*PASSAGE SHOWN*.
________________________
Subsets

Subsets

Enumerate all subsets of a unique array — bitmask, recursion, or iterative "double" pattern.

Medium

Time O(n * 2^n) Space O(n * 2^n)

LeetCode

May 16, 2026 2 min read

Problem#

Given an array of unique integers, return all 2^n subsets in any order.

Examples#

[1,2,3] → [[],[1],[2],[1,2],[3],[1,3],[2,3],[1,2,3]]

Constraints#

1 <= n <= 10.

Approach#

Backtracking — DFS with include/exclude branches.

Iterative doubling — for each element, append it to every existing subset.

Solution#

class Solution {
public:
    vector<vector<int>> subsets(vector<int>& nums) {
        vector<vector<int>> out = {{}};
        for (int x : nums) {
            int sz = out.size();
            for (int i = 0; i < sz; ++i) {
                out.push_back(out[i]);
                out.back().push_back(x);
            }
        }
        return out;
    }
};

func subsets(nums []int) [][]int {
    out := [][]int{{}}
    for _, x := range nums {
        sz := len(out)
________________________
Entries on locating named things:
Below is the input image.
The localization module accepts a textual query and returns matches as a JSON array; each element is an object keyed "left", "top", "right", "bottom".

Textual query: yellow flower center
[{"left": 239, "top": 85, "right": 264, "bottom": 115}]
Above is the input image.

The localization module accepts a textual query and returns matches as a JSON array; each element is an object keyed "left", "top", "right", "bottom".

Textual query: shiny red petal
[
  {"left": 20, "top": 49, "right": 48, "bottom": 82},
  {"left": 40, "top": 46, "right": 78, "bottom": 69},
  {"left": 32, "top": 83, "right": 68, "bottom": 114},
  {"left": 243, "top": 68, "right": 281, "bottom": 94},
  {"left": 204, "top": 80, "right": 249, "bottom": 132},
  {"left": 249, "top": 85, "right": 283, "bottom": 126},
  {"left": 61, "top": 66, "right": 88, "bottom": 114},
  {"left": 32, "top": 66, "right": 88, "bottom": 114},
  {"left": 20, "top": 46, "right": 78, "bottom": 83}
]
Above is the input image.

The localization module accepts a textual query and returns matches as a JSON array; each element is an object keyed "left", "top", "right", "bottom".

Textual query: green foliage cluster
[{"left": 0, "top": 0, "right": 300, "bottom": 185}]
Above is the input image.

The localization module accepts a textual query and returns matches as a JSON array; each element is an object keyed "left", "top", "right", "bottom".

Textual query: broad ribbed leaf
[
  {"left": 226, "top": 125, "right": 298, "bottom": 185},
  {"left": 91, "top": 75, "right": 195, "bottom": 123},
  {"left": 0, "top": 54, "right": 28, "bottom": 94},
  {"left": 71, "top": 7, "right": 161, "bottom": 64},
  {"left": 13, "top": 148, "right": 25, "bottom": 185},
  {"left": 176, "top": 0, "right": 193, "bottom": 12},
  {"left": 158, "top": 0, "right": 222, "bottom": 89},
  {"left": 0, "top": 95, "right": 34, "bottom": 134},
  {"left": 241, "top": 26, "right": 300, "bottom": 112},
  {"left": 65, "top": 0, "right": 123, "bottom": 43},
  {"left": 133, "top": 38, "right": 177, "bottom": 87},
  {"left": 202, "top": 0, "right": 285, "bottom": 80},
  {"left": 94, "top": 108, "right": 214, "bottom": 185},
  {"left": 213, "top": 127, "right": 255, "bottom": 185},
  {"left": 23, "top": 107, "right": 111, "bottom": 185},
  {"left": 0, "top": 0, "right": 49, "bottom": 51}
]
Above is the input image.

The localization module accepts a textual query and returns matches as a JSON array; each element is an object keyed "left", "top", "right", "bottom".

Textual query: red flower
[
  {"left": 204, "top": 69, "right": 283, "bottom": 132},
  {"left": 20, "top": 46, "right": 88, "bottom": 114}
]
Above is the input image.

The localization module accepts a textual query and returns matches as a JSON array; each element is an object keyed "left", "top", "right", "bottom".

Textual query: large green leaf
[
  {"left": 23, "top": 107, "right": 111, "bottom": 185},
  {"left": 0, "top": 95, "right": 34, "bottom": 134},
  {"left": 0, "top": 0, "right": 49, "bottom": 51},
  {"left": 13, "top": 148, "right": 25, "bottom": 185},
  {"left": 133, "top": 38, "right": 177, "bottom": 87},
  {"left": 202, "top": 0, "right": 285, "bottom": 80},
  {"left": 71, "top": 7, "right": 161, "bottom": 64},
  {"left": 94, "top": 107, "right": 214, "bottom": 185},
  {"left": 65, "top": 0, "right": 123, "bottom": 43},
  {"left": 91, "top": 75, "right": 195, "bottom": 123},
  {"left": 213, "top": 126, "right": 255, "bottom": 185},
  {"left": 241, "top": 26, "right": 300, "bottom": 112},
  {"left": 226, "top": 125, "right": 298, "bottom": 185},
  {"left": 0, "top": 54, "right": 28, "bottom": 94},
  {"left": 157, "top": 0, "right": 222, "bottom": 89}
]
________________________
*DIRECTIONS FOR THIS TASK*.
Rewrite the subsets problem page, starting at "Given an array" and ending at "with include/exclude branches.", and put "Depth-first search" in place of "Backtracking".

*EXERCISE RESPONSE*.
Given an array of unique integers, return all 2^n subsets in any order.

Examples#

[1,2,3] → [[],[1],[2],[1,2],[3],[1,3],[2,3],[1,2,3]]

Constraints#

1 <= n <= 10.

Approach#

Depth-first search — DFS with include/exclude branches.